**Given request**
Copy the rows below without any change, starting at the line that contains "Keypoint placement rule: for each instance of the city" and continuing through the last row, both ends included.

[BEGIN Data to process]

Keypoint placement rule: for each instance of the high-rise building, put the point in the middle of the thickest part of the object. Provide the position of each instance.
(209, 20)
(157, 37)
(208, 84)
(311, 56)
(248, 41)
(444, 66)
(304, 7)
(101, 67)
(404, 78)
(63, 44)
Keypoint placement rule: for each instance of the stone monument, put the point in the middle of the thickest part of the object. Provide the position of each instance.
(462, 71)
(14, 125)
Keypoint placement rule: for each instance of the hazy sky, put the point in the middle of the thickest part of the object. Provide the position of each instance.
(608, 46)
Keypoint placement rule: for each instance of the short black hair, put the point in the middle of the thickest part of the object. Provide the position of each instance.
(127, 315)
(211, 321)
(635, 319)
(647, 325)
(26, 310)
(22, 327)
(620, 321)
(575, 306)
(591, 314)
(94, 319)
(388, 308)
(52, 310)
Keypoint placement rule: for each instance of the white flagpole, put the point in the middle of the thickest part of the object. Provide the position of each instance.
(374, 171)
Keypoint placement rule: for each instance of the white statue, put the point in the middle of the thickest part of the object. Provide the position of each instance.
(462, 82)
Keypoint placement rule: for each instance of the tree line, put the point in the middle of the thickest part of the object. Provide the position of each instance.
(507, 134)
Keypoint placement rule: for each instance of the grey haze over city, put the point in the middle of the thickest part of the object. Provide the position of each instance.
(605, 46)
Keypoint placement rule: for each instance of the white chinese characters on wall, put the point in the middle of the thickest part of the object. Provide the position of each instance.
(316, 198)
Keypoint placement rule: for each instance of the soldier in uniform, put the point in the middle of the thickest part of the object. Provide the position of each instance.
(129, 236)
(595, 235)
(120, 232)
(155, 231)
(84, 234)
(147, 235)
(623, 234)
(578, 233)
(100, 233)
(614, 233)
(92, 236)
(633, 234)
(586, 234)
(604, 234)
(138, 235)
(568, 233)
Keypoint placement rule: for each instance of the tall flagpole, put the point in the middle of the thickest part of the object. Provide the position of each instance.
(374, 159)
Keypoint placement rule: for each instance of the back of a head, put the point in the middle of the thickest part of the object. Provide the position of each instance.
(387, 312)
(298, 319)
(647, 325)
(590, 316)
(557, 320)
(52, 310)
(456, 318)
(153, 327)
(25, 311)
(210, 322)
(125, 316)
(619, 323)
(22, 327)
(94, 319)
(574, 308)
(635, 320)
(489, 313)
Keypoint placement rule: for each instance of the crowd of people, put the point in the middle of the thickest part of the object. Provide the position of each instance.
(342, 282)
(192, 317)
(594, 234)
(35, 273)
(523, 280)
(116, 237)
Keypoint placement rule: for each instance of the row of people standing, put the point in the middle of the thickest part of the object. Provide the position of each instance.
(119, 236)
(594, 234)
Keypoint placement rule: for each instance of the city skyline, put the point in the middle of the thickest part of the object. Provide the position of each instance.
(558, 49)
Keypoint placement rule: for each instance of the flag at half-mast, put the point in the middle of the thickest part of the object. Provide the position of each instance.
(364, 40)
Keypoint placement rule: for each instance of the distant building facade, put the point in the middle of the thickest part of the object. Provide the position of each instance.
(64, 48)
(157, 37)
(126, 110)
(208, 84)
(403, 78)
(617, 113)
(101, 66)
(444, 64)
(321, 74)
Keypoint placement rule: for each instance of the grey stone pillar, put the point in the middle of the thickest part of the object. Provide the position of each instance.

[END Data to process]

**Task output**
Keypoint placement rule: for each instance of the city skyline, put the point in the middle of the thickest part of the object. Provide the position of each instance.
(558, 49)
Keypoint placement rule: for each instance of the flag at half-mast, put the point in the middle of the thickest part of the object. Provide the position of each instance.
(364, 40)
Keypoint placement rule: for each instance of the distant building facade, put the point in the middle of the thickest part of the object. Provide the position of each instance.
(64, 48)
(157, 37)
(126, 110)
(208, 84)
(403, 78)
(617, 113)
(101, 66)
(444, 64)
(321, 74)
Keypoint placement rule: for each instance of the grey stone pillar, put the point in the middle of the thickest part of the object. Provide the position of each instance.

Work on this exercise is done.